-- Exercise prompt --
For the word "list", return each line of the data in which it occurs.

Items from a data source
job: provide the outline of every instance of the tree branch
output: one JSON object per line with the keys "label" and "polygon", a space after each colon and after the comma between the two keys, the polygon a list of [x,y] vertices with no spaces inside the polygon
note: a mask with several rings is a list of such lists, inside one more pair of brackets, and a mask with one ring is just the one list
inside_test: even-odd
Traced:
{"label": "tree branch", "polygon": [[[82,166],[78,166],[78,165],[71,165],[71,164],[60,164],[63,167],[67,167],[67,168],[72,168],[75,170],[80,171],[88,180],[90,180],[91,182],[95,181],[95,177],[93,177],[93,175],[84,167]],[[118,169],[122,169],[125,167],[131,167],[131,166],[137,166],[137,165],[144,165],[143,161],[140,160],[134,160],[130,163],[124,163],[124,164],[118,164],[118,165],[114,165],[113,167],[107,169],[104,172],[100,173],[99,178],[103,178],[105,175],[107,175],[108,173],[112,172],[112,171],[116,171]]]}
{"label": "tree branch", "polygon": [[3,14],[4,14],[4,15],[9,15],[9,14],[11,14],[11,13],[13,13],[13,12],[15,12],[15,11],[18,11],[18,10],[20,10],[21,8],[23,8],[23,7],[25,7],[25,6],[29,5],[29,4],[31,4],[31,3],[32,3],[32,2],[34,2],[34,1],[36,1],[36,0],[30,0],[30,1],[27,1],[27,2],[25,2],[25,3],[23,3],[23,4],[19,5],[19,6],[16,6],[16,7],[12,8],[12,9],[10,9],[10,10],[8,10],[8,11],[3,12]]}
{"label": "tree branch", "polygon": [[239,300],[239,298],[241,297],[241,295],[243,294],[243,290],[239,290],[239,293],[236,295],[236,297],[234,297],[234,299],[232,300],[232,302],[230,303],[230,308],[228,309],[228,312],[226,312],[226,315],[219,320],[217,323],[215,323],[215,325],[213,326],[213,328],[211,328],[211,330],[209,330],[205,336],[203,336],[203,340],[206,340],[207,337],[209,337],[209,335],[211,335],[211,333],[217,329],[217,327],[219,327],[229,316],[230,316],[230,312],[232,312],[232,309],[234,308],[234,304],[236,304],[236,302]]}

-- Answer area --
output: one JSON object per line with the keys "label" and "polygon", a space after each colon and after the comma between the two keys, the polygon a list of [x,y] vertices with no spaces inside the polygon
note: a mask with several rings is a list of such lists, inside one more pair of brackets, and a mask with one ring is just the one list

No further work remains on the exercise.